### Task
Set the listing down again, exactly as it stands below.

### Available records
****************

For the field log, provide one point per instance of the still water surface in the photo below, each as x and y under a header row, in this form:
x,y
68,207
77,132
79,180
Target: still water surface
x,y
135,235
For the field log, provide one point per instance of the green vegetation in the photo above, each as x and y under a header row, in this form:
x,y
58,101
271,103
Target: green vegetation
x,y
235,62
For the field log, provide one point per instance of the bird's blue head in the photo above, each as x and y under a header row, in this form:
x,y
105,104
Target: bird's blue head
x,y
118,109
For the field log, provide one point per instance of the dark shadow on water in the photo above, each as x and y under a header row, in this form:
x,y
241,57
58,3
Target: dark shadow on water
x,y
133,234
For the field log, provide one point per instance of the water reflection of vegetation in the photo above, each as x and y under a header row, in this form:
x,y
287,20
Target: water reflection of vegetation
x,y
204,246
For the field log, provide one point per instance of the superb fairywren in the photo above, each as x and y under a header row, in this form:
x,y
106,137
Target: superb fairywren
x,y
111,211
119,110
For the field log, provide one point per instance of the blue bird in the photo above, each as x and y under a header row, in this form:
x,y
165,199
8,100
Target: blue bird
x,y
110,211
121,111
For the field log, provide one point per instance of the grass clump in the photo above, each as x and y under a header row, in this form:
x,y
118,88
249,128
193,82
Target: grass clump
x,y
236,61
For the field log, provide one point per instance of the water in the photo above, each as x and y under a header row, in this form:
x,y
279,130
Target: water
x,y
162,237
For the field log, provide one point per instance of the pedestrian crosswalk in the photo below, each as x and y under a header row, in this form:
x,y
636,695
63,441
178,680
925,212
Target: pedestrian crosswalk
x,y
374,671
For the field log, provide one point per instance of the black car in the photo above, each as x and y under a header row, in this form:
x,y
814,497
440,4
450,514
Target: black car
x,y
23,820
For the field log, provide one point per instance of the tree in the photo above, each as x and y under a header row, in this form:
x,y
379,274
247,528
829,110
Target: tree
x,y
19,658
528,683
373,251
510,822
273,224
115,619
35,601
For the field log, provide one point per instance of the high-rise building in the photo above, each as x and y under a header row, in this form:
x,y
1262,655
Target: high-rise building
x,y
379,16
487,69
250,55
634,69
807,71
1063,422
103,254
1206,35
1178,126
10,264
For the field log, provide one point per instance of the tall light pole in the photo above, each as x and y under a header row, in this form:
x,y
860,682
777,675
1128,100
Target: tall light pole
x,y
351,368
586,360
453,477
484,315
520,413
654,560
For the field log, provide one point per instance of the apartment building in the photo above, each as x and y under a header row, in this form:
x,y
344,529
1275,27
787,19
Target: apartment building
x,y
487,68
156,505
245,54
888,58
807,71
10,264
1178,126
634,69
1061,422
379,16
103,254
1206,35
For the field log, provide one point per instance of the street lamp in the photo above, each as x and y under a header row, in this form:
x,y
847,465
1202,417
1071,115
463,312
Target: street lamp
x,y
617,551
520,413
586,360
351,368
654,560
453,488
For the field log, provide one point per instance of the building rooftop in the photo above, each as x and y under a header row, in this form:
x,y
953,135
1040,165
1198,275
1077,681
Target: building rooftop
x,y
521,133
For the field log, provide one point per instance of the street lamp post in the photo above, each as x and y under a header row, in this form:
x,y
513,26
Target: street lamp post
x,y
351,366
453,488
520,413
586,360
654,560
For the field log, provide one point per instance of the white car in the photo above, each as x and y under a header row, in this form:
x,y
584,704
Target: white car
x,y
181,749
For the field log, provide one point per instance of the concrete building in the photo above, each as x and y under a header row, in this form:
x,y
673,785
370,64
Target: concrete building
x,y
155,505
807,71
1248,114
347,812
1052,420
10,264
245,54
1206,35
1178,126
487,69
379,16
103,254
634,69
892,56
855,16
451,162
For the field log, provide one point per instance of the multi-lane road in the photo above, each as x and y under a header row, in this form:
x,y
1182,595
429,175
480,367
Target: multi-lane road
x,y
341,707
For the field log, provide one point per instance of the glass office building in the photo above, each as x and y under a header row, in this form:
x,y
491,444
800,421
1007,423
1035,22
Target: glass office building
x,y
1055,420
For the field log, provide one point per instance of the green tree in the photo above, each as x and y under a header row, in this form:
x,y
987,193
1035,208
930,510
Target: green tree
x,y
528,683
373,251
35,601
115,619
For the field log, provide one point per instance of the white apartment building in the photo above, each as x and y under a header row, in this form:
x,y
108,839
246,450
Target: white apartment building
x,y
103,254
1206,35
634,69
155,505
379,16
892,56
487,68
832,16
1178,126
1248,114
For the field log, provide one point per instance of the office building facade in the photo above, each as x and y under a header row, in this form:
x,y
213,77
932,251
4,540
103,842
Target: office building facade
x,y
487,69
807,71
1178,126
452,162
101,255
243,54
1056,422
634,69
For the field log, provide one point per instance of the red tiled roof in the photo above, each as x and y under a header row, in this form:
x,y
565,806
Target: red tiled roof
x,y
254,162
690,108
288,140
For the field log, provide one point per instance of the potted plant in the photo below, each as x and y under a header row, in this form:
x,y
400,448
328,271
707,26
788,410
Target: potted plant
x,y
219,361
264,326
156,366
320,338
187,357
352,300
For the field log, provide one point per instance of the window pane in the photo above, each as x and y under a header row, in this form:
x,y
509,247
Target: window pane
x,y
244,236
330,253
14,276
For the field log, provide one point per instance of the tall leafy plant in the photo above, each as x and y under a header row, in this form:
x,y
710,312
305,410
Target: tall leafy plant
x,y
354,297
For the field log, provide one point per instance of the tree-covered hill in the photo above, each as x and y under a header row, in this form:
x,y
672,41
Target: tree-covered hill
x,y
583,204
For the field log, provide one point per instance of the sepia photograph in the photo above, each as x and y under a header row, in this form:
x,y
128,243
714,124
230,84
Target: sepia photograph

****************

### Task output
For the field log, provide one point per instance of the still water surface in the photo below, each as x and y under a header row, in this form:
x,y
68,207
77,132
79,180
Target: still water surface
x,y
135,235
For the field log, provide one point per instance of the green vegetation in the photo above, each as x and y under a header row, in this form:
x,y
58,101
271,103
Target: green vegetation
x,y
235,62
For the field log, provide one point per instance of the bird's blue head in the photo above, each as x and y under a header row, in this form:
x,y
105,104
Target: bird's blue head
x,y
118,109
For the field log, provide one point per instance of the dark shadow on water in the photo above, each as x and y under a header row, in this form:
x,y
241,57
58,3
Target: dark shadow on water
x,y
133,234
For the field log, provide one point per instance of the water reflection of vegetation in the photo above, each as x and y under a header row, in this form:
x,y
287,20
Target: water reflection of vegetation
x,y
204,246
For the field log, provide one point per instance of the superb fairywren in the photo above, each as x and y under a header row, in this form:
x,y
106,137
Target: superb fairywren
x,y
111,211
119,110
For the field log, provide one point per instance of the blue bird in the photo above, each as x and y under a header row, in this form:
x,y
165,199
8,100
Target: blue bird
x,y
110,211
121,111
For the field log, provide one point per instance of the grass clump in the photo above, each as x and y under a header row, in this form:
x,y
118,88
249,128
193,82
Target: grass clump
x,y
236,61
For the field log, provide one point per instance of the water in the photo above, each as x and y under a header row, in this form:
x,y
279,130
Target: water
x,y
162,237
For the field log, provide one point per instance of the pedestrian crosswalk in the photo below, each as x and y under a header row, in this form:
x,y
636,695
63,441
178,680
925,212
Target: pedestrian crosswalk
x,y
374,671
For the field log, provide one point per instance of the black car in the photo above, each as x and y under a header row, in this form:
x,y
814,497
440,4
450,514
Target: black car
x,y
23,820
For the field log, provide one point per instance of the tree in the photo above, each as x and y under a header row, in this form:
x,y
379,274
247,528
829,110
Target: tree
x,y
19,658
528,683
373,251
510,822
273,224
115,619
35,601
For the field log, provide one point per instance of the high-rise building in the photo above, each as x and y under a header row, in this form:
x,y
1262,655
Target: high-rise building
x,y
379,16
487,69
250,55
634,69
807,71
1063,422
103,254
1206,35
1178,126
10,264
For the field log, provide one point per instance of the tall light pole in the photo above, each as x and y under a header row, in this form:
x,y
860,682
777,675
1128,100
Target: tall light pole
x,y
351,368
586,360
453,477
484,315
520,413
654,560
For the field log, provide one point per instance of the apartment building in the photo above, each as x and y under a header row, in this form:
x,y
344,529
1275,27
787,19
Target: apartment building
x,y
487,68
156,505
245,54
888,58
807,71
10,264
1178,126
634,69
1061,422
379,16
103,254
1206,35
For the field log, provide one point per instance of the street lamp in the photo above, each as x and y under a header row, in this form:
x,y
847,465
1202,417
1071,115
463,312
Target: street lamp
x,y
617,551
520,413
586,360
351,368
654,560
453,488
For the field log, provide one point per instance of the building rooftop in the photo above, each as x and y under a header row, in this form:
x,y
953,135
1040,165
1198,275
1077,681
Target: building rooftop
x,y
521,133
For the field log, provide one point per instance of the street lamp post in the photo above, each as x and y under a header row, in this form:
x,y
513,26
Target: street lamp post
x,y
351,366
453,488
520,413
586,360
654,560
For the field log, provide one point per instance of the white car in the photo above, each as x and y under a header row, in this form:
x,y
584,704
Target: white car
x,y
181,749
For the field log, provide one point per instance of the concrete building in the photo above, each as x and y under a header row, in this form:
x,y
673,785
370,64
Target: concrete building
x,y
155,505
807,71
1248,114
347,812
1052,420
10,264
245,54
1206,35
1178,126
487,69
379,16
103,254
634,69
892,56
855,16
451,162
For the field log, provide one point per instance of the multi-lane road in the photo above, each as x and y under a header row, in this form:
x,y
1182,595
429,175
480,367
Target: multi-lane road
x,y
341,707
For the field log, provide one point per instance of the glass office building in the photo above, each as x and y under a header row, in this form:
x,y
491,444
800,421
1007,423
1035,22
Target: glass office building
x,y
1055,420
For the field log, provide one point per instance of the green tree in the photo above, each as x and y under a header row, in this form:
x,y
987,193
1035,208
930,510
Target: green tree
x,y
528,683
373,251
35,601
115,619
For the field log, provide one point per instance of the white apartment building in the photo above, each as x and y under a header row, in this form:
x,y
108,839
246,450
Target: white apartment building
x,y
103,254
1206,35
634,69
155,505
379,16
892,56
487,68
832,16
1178,126
1248,114
For the field log, provide one point per instance of the office building facade in the photo above, each as x and y under a header row, in this form:
x,y
213,77
932,251
4,540
103,842
Target: office building facade
x,y
487,69
807,71
1178,126
452,162
101,255
243,54
1056,422
634,69
For the field log, provide one point per instance of the red tiled roof in the photo above, each as x and y under a header row, in this form:
x,y
565,806
Target: red tiled roof
x,y
254,162
690,108
288,140
For the field log, provide one point per instance of the potted plant in the photo below, each as x and y under a header row, in this form:
x,y
400,448
328,271
707,26
788,410
Target: potted plant
x,y
219,361
264,326
156,366
320,338
187,357
352,300
For the field log, provide one point per instance of the window pane in the photo above, each as x and y under a header row, in this form:
x,y
509,247
Target: window pane
x,y
244,236
330,253
14,276
For the field log, provide one point per instance of the tall leafy plant in the photo above, each as x and y under a header row, in this form:
x,y
710,312
305,410
Target: tall leafy plant
x,y
354,297
For the field log, provide one point per instance of the tree-covered hill in the photo above, each as x and y under a header row, in this form:
x,y
672,41
Target: tree-covered hill
x,y
583,204
For the field log, provide one point per instance of the sepia photograph in the photo above, each as x and y under a header row, in this form:
x,y
128,243
714,124
230,84
Target: sepia photograph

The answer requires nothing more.